▸ **To do**
Set down all of the entries word for word, omitting the images they contain.

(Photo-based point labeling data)
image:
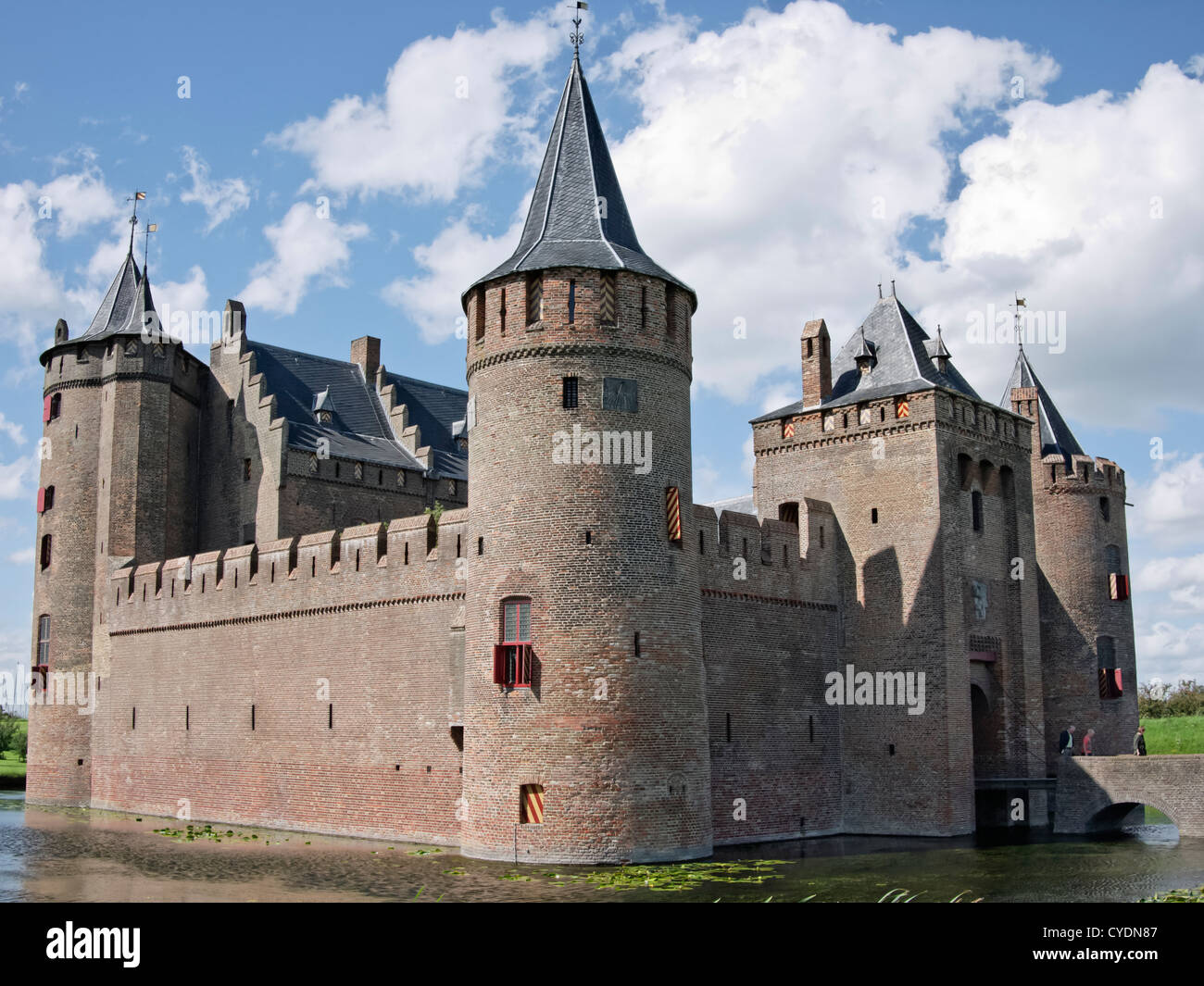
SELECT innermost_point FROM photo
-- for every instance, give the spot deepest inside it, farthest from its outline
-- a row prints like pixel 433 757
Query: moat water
pixel 97 856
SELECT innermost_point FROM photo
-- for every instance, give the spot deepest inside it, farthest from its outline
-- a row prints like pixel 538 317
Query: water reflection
pixel 80 855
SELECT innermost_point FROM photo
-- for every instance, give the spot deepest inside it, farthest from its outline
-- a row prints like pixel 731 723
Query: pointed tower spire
pixel 1026 395
pixel 578 217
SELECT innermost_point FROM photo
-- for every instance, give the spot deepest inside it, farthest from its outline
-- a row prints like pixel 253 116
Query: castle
pixel 314 593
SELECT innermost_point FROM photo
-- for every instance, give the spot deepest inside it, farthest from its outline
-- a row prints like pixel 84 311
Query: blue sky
pixel 782 159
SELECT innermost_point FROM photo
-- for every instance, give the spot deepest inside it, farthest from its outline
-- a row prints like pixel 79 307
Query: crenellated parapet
pixel 771 560
pixel 408 560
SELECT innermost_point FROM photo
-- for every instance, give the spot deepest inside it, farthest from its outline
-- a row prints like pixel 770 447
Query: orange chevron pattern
pixel 673 511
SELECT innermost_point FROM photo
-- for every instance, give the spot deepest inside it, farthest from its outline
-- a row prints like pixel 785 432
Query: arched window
pixel 44 640
pixel 512 656
pixel 1109 674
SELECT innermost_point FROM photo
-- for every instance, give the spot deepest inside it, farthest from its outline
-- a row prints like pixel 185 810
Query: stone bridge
pixel 1097 793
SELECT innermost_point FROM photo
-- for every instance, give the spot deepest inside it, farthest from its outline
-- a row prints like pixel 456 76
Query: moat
pixel 95 856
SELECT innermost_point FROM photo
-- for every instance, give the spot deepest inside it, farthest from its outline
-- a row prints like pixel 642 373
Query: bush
pixel 8 732
pixel 1160 701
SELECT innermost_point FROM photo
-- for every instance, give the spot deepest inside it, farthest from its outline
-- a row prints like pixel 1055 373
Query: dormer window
pixel 323 407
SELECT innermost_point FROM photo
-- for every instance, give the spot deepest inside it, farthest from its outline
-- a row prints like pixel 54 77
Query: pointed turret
pixel 1026 395
pixel 578 217
pixel 116 309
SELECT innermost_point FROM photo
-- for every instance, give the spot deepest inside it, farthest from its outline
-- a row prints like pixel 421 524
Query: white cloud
pixel 16 477
pixel 32 296
pixel 76 201
pixel 779 164
pixel 15 431
pixel 1172 652
pixel 448 108
pixel 1171 507
pixel 449 264
pixel 307 248
pixel 1181 580
pixel 219 199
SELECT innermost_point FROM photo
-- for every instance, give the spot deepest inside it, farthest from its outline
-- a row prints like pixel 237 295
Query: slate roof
pixel 1056 437
pixel 902 363
pixel 359 428
pixel 565 227
pixel 127 299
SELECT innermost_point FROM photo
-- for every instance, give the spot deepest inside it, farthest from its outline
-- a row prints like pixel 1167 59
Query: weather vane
pixel 133 219
pixel 577 37
pixel 145 248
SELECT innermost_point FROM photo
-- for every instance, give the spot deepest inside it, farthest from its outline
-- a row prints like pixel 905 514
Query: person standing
pixel 1139 742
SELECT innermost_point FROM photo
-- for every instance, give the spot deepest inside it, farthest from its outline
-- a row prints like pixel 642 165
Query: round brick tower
pixel 1088 664
pixel 119 466
pixel 585 721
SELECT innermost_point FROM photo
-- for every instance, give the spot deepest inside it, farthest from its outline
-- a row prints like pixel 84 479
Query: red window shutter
pixel 522 666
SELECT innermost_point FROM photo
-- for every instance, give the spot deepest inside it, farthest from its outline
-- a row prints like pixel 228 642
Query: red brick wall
pixel 381 644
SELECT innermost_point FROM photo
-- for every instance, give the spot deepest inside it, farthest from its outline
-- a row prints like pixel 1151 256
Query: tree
pixel 8 730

▸ **Output of the task**
image:
SELECT innermost_point FROM photo
-- for every instance, give the spot deepest inside it, farthest from its outline
-- a row prints like pixel 433 757
Query: moat water
pixel 97 856
SELECT innermost_point FROM photo
-- for every instance, give the spot deepest inside it, farthest from its outline
-- a row prints like pixel 538 317
Query: water reflection
pixel 80 855
SELECT innermost_point FROM photo
-- for every instance, give the spot deepest inside it, farthest from its outline
-- a row prints like pixel 731 723
Query: pointed tower spire
pixel 1026 395
pixel 578 217
SELECT innermost_point FROM photo
-- for every instance, give the spot deepest inside it, farthest from its outline
-- a row prints like pixel 253 116
Query: castle
pixel 314 593
SELECT innermost_point FROM photo
-- for every instance, give the spot deepest inside it, farthest from its outline
-- a row prints like pixel 84 311
Query: blue sky
pixel 782 159
SELECT innermost_point FROM photo
-- for every instance, give the spot deepest inside it, farthest from its outline
-- a row prints like pixel 79 307
Query: crenellated parapet
pixel 771 560
pixel 408 560
SELECT innermost_point FROM photo
-- for every instance, give the spot deepest inside it, farthest from its outline
-- a row prints like pixel 770 447
Query: orange chevron pattern
pixel 673 511
SELECT innermost_point FROM photo
-- for every instance, give the spot deepest inside it, farthest from its outline
-- a row prints like pixel 785 432
Query: arched window
pixel 44 640
pixel 512 656
pixel 1109 674
SELECT innermost_point FROM photo
-- for every instance, give the spot deepest inside it, farthest from its outline
-- a row prints like pixel 185 810
Query: stone bridge
pixel 1097 793
SELECT innermost_point FROM photo
-- for every instance, give the spot deepest inside it, farthest from its outline
-- a row prints like pixel 456 76
Query: moat
pixel 95 856
SELECT innermost_point FROM photo
-- for every instance, give the spot deepest inside it, farthest from its outline
-- a row prints like pixel 642 373
Query: bush
pixel 8 732
pixel 1160 701
SELECT innermost_point FROM photo
-- for every instance, give the spot deepest inside it, farthest from its outline
-- a row prints like pixel 1055 373
Query: dormer window
pixel 323 407
SELECT innermost_point FROM photo
-- for every instance, give the spot deepest inside it, farthest from its outline
-- a row prints like pixel 54 77
Query: pointed turret
pixel 1026 395
pixel 578 217
pixel 116 309
SELECT innermost_point FROM photo
-- for every instance, give the spot deepest inside it, farthest from its outline
-- a row prints like pixel 421 524
Query: white cloud
pixel 16 477
pixel 32 296
pixel 76 201
pixel 779 164
pixel 15 431
pixel 1172 652
pixel 448 108
pixel 1171 507
pixel 449 264
pixel 307 248
pixel 1181 580
pixel 219 199
SELECT innermost_point FROM photo
-- for every instance, give the spot deepest inside it, farthest from its outline
-- a row prints like pixel 237 295
Query: slate roof
pixel 1056 437
pixel 902 363
pixel 359 428
pixel 565 227
pixel 127 299
SELECT innermost_point FROM photo
-- for every instance, give the spot deepest inside it, farthest from its outline
-- a row prints like pixel 1167 59
Query: weather vane
pixel 133 219
pixel 577 37
pixel 145 248
SELECT innermost_point FROM photo
-- for every instance, give the spot deepest inside it, farthest from its outline
-- a row prints like pixel 905 514
Query: person standing
pixel 1139 742
SELECT innermost_point FROM photo
-- for every instance, give the spot deepest inside it, farthest from its outline
-- a row prints like pixel 642 165
Query: round brick tower
pixel 1088 664
pixel 119 466
pixel 585 721
SELECT innermost_point FROM photo
-- for every instance, give the spot deepest inside it, farthest from its outline
-- a row prints like pixel 84 479
Query: red window shutter
pixel 522 666
SELECT innermost_point FROM photo
-- for every instance, give the spot deepest inside it, farthest from its outline
-- a row prints like pixel 228 642
Query: red brick wall
pixel 381 644
SELECT innermost_point FROM photo
-- for every instance, give the spot deepest inside it, farthest from its outline
-- a row prints like pixel 1151 256
Query: tree
pixel 8 730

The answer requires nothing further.